-------- ENTRIES --------
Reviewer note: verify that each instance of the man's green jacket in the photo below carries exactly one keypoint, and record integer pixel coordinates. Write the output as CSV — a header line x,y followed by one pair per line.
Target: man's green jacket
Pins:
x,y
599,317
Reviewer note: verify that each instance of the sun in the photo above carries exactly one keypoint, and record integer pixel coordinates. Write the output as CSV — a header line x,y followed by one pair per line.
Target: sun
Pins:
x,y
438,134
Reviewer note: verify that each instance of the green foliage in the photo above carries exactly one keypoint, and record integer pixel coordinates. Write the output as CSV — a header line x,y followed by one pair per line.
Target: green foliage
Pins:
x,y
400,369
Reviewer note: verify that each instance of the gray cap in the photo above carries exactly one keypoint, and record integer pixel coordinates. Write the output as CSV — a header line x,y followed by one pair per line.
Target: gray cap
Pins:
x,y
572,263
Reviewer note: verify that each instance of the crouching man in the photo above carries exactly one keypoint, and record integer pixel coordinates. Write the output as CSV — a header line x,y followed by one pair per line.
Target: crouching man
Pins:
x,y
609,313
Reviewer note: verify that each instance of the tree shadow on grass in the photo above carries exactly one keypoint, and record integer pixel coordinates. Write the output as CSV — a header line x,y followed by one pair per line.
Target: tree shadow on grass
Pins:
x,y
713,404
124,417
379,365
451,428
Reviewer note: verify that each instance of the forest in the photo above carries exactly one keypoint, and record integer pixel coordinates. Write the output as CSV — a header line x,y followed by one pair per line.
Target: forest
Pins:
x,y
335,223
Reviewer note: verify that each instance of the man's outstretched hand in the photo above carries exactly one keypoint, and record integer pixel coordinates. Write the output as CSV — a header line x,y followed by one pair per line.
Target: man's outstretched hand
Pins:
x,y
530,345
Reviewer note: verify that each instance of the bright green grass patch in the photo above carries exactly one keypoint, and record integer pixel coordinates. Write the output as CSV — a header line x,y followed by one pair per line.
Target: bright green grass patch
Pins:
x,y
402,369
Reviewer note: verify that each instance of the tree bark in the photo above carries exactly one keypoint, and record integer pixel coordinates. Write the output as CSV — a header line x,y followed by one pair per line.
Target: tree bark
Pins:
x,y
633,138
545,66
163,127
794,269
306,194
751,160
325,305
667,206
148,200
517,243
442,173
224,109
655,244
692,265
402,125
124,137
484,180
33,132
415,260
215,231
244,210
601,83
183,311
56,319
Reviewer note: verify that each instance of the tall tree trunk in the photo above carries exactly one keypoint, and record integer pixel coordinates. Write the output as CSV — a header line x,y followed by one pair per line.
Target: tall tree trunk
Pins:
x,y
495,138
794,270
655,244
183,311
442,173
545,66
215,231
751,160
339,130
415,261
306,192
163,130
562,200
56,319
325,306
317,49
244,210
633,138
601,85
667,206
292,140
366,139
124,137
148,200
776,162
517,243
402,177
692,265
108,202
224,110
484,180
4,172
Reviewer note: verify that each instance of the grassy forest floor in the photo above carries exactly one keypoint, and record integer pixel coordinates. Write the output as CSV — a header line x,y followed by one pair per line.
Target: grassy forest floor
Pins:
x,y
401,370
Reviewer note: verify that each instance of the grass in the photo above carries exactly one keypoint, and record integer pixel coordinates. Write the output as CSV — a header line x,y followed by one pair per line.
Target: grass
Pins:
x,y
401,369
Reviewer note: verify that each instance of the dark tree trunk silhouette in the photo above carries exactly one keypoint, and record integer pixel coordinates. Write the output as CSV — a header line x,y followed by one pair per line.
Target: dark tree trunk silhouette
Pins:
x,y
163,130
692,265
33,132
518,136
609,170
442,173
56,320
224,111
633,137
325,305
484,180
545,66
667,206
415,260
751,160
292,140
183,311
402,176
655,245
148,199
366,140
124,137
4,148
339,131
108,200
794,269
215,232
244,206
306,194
--------
EXERCISE AIM: Repeat the lines from the one containing "Reviewer note: verify that each instance of the tall" through the end of the listing, exactly and without any other lines; both ends are included.

SOLVED EXERCISE:
Reviewer note: verify that each instance of the tall tree trunk in the photo above carries exactly one keypoint, and record integer pixel coordinates. Write the output as CSV — a header line x,y followed by one pair per line.
Target: tall tree trunk
Pins:
x,y
495,138
794,270
655,244
183,311
442,173
545,66
215,231
751,160
339,130
415,261
306,192
163,130
562,200
56,319
325,306
317,49
244,210
633,138
601,85
667,206
292,140
366,139
124,137
148,200
776,162
517,243
402,177
692,265
108,202
224,110
484,180
4,172
Reviewer note: verify that each instance of the grassy forest floor in the photo above carries exactly one keypoint, and record integer pixel coordinates. Write the output as CSV — a header line x,y followed by one pair per line.
Target: grassy forest floor
Pins:
x,y
401,370
Reviewer note: verify that each instance of the grass in the photo above carries exactly one keypoint, and record integer pixel coordinates. Write the output as CSV — a header line x,y followed by one pair per line.
Target: grass
Pins:
x,y
401,369
Reviewer note: verify that each instance of the dark tree trunk silhouette in the photo above carries exactly one keypoint, and record integer pixel coordinates. Write the output as CSV — a header line x,y followed by one pair per line.
Target: dark tree trunk silhouette
Pins:
x,y
163,130
692,265
33,132
518,136
609,170
442,173
56,320
224,111
633,137
325,305
484,180
545,66
667,206
415,260
751,160
292,140
183,311
402,176
655,245
148,199
366,140
124,137
4,148
339,131
108,200
794,269
215,232
244,206
306,194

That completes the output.